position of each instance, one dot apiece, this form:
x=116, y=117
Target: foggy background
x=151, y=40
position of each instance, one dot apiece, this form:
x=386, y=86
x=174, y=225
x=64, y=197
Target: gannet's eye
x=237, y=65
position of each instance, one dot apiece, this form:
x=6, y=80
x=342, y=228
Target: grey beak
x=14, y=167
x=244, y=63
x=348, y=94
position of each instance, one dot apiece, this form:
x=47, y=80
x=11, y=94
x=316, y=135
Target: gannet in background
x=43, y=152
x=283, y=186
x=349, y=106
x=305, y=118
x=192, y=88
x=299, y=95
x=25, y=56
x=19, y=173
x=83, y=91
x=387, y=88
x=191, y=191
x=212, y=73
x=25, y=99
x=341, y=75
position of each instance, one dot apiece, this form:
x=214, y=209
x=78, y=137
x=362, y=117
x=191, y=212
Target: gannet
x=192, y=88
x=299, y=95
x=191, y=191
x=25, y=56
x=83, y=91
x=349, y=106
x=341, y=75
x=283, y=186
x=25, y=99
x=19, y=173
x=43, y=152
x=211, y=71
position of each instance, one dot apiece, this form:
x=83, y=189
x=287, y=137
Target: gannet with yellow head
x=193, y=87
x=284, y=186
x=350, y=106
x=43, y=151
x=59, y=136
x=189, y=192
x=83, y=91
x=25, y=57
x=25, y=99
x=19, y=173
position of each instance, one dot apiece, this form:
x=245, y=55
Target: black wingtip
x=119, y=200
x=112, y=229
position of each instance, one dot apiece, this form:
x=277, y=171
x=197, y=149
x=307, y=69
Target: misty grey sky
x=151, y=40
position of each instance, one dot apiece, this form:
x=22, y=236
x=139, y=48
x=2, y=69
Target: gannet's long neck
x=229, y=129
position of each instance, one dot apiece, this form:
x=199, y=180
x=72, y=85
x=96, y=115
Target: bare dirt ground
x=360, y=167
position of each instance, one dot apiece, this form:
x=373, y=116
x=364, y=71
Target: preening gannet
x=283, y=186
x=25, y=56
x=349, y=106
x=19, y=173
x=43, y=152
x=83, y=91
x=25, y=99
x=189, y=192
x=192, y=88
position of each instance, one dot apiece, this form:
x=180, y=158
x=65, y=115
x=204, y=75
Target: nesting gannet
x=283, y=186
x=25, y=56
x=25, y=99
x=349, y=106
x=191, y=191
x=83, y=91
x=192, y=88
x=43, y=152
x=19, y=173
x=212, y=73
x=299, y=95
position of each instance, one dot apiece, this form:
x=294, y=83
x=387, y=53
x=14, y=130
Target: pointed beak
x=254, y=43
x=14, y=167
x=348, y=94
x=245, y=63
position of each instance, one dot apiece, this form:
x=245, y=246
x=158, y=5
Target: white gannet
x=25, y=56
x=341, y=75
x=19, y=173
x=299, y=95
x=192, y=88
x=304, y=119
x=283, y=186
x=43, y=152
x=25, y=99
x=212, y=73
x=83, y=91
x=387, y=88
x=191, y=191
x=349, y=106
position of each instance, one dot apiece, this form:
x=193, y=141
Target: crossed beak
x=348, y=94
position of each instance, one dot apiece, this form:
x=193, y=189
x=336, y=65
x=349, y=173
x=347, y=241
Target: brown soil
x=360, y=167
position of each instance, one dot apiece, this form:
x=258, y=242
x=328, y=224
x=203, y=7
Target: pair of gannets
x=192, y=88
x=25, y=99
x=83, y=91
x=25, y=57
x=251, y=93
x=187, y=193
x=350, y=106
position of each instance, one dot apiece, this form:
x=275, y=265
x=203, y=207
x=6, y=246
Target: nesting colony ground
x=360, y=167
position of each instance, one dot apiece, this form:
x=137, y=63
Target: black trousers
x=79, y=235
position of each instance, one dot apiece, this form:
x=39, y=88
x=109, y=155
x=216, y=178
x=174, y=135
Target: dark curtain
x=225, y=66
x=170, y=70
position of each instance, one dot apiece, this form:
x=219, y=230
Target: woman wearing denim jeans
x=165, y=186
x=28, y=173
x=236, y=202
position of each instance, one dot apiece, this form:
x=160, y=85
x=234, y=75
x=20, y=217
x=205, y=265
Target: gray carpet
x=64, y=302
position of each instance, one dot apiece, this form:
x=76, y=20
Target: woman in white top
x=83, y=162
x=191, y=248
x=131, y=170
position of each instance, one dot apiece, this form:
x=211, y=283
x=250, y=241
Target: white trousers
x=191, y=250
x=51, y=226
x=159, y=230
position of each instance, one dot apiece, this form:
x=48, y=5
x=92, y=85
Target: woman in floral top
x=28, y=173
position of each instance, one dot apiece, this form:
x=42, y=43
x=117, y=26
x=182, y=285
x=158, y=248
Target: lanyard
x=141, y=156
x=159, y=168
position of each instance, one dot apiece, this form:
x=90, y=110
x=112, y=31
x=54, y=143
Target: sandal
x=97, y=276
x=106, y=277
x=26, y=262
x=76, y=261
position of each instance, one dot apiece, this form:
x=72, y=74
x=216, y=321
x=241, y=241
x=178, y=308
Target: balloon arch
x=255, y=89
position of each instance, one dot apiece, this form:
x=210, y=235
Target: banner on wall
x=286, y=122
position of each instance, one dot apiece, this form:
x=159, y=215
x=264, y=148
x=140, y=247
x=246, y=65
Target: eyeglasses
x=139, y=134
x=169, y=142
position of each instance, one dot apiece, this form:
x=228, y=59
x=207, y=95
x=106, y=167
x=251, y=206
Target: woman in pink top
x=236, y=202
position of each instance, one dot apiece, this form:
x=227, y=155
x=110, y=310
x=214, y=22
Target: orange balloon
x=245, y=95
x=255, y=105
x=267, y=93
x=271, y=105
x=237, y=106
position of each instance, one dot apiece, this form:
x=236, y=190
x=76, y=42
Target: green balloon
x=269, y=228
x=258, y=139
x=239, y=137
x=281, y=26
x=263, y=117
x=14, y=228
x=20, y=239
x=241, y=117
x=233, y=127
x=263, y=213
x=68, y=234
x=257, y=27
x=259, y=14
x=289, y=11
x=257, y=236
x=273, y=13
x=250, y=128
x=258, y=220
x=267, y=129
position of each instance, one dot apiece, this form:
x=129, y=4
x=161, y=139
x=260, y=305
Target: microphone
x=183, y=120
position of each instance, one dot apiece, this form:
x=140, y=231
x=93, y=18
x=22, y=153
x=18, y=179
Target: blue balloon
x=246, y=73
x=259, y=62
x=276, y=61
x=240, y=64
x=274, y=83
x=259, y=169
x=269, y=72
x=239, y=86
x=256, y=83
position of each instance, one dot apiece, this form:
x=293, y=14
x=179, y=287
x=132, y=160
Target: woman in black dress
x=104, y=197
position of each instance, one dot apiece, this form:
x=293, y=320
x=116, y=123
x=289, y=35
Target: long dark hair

====

YOUR TASK:
The material shown above must be written out again in full, exactly as it reads.

RESPONSE AREA:
position of each instance, one dot apiece, this form:
x=116, y=117
Target: foggy background
x=151, y=40
position of each instance, one dot apiece, this form:
x=386, y=86
x=174, y=225
x=64, y=197
Target: gannet's eye
x=237, y=65
position of each instance, one dot apiece, this form:
x=6, y=80
x=342, y=228
Target: grey beak
x=14, y=167
x=244, y=63
x=348, y=94
position of each instance, one dot apiece, this form:
x=47, y=80
x=11, y=94
x=316, y=135
Target: gannet in background
x=43, y=152
x=283, y=186
x=349, y=106
x=305, y=118
x=192, y=88
x=299, y=95
x=25, y=56
x=19, y=173
x=83, y=91
x=387, y=88
x=191, y=191
x=212, y=73
x=25, y=99
x=341, y=75
position of each instance, one dot apiece, this form:
x=214, y=209
x=78, y=137
x=362, y=117
x=191, y=212
Target: gannet
x=192, y=88
x=299, y=95
x=191, y=191
x=25, y=56
x=83, y=91
x=349, y=106
x=341, y=75
x=283, y=186
x=25, y=99
x=19, y=173
x=43, y=152
x=211, y=71
position of each instance, one dot apiece, this form:
x=83, y=189
x=287, y=137
Target: gannet with yellow head
x=193, y=87
x=284, y=186
x=350, y=106
x=43, y=151
x=59, y=136
x=189, y=192
x=83, y=91
x=25, y=57
x=25, y=99
x=19, y=173
position of each instance, one dot apiece, this form:
x=245, y=55
Target: black wingtip
x=119, y=200
x=112, y=229
position of each instance, one dot apiece, this form:
x=277, y=171
x=197, y=149
x=307, y=69
Target: misty grey sky
x=151, y=40
position of each instance, one dot apiece, this form:
x=22, y=236
x=139, y=48
x=2, y=69
Target: gannet's long neck
x=229, y=129
position of each instance, one dot apiece, this form:
x=199, y=180
x=72, y=85
x=96, y=115
Target: bare dirt ground
x=360, y=167
position of each instance, one dot apiece, this form:
x=373, y=116
x=364, y=71
Target: preening gannet
x=283, y=186
x=25, y=56
x=349, y=106
x=19, y=173
x=43, y=152
x=83, y=91
x=25, y=99
x=189, y=192
x=192, y=88
position of each instance, one dot apiece, this form:
x=180, y=158
x=65, y=115
x=204, y=75
Target: nesting gannet
x=283, y=186
x=25, y=56
x=25, y=99
x=349, y=106
x=191, y=191
x=83, y=91
x=192, y=88
x=43, y=152
x=19, y=173
x=212, y=73
x=299, y=95
position of each instance, one dot apiece, this form:
x=294, y=83
x=387, y=53
x=14, y=130
Target: pointed beak
x=254, y=43
x=14, y=167
x=348, y=94
x=245, y=63
position of each instance, one dot apiece, this form:
x=245, y=246
x=158, y=5
Target: white gannet
x=25, y=56
x=341, y=75
x=19, y=173
x=299, y=95
x=192, y=88
x=304, y=119
x=283, y=186
x=43, y=152
x=25, y=99
x=212, y=73
x=83, y=91
x=387, y=88
x=191, y=191
x=349, y=106
position of each instance, one dot apiece, this form:
x=193, y=141
Target: crossed beak
x=348, y=94
position of each instance, one dot apiece, this form:
x=193, y=189
x=336, y=65
x=349, y=173
x=347, y=241
Target: brown soil
x=360, y=167
position of each instance, one dot apiece, this form:
x=258, y=242
x=328, y=224
x=203, y=7
Target: pair of gannets
x=192, y=88
x=25, y=99
x=83, y=91
x=25, y=57
x=251, y=93
x=187, y=193
x=350, y=106
position of each instance, one dot apiece, this form:
x=275, y=265
x=203, y=207
x=6, y=246
Target: nesting colony ground
x=360, y=167
position of each instance, one dot apiece, this form:
x=137, y=63
Target: black trousers
x=79, y=235
position of each instance, one dot apiece, this form:
x=39, y=88
x=109, y=155
x=216, y=178
x=174, y=135
Target: dark curtain
x=225, y=66
x=170, y=70
position of each instance, one dot apiece, this form:
x=219, y=230
Target: woman wearing denim jeans
x=165, y=186
x=28, y=173
x=236, y=202
position of each instance, one dot apiece, this form:
x=160, y=85
x=234, y=75
x=20, y=217
x=205, y=265
Target: gray carpet
x=64, y=302
position of each instance, one dot apiece, this form:
x=76, y=20
Target: woman in white top
x=83, y=162
x=191, y=248
x=131, y=170
position of each instance, one dot apiece, this form:
x=211, y=283
x=250, y=241
Target: white trousers
x=191, y=250
x=51, y=226
x=159, y=230
position of each instance, one dot apiece, this form:
x=48, y=5
x=92, y=85
Target: woman in floral top
x=28, y=173
position of each instance, one dot apiece, this form:
x=42, y=43
x=117, y=26
x=182, y=285
x=158, y=248
Target: lanyard
x=141, y=156
x=159, y=168
position of each instance, one dot apiece, this form:
x=90, y=110
x=112, y=31
x=54, y=143
Target: sandal
x=97, y=276
x=106, y=277
x=26, y=262
x=76, y=261
position of each instance, one dot apiece, this form:
x=72, y=74
x=216, y=321
x=241, y=241
x=178, y=308
Target: balloon arch
x=255, y=89
position of each instance, one dot apiece, this form:
x=210, y=235
Target: banner on wall
x=286, y=122
position of each instance, one dot apiece, this form:
x=159, y=215
x=264, y=148
x=140, y=247
x=246, y=65
Target: eyeglasses
x=139, y=134
x=169, y=142
position of each instance, one dot apiece, this form:
x=228, y=59
x=207, y=95
x=106, y=167
x=251, y=206
Target: woman in pink top
x=236, y=202
position of each instance, one dot apiece, this form:
x=227, y=155
x=110, y=310
x=214, y=22
Target: orange balloon
x=245, y=95
x=255, y=105
x=267, y=93
x=271, y=105
x=237, y=106
position of each instance, one dot apiece, this form:
x=236, y=190
x=76, y=42
Target: green balloon
x=269, y=228
x=258, y=139
x=239, y=137
x=281, y=26
x=263, y=117
x=14, y=228
x=20, y=239
x=241, y=117
x=233, y=127
x=263, y=213
x=68, y=234
x=257, y=27
x=259, y=14
x=289, y=11
x=257, y=236
x=273, y=13
x=250, y=128
x=258, y=220
x=267, y=129
position of each instance, one dot apiece, this form:
x=129, y=4
x=161, y=139
x=260, y=305
Target: microphone
x=183, y=120
position of each instance, one dot apiece, this form:
x=140, y=231
x=93, y=18
x=22, y=153
x=18, y=179
Target: blue balloon
x=246, y=73
x=259, y=62
x=276, y=61
x=240, y=64
x=274, y=83
x=259, y=169
x=269, y=72
x=239, y=86
x=256, y=83
position of each instance, one dot apiece, this form:
x=293, y=14
x=179, y=287
x=132, y=160
Target: woman in black dress
x=104, y=197
position of each instance, one dot apiece, this form:
x=293, y=320
x=116, y=123
x=289, y=35
Target: long dark hair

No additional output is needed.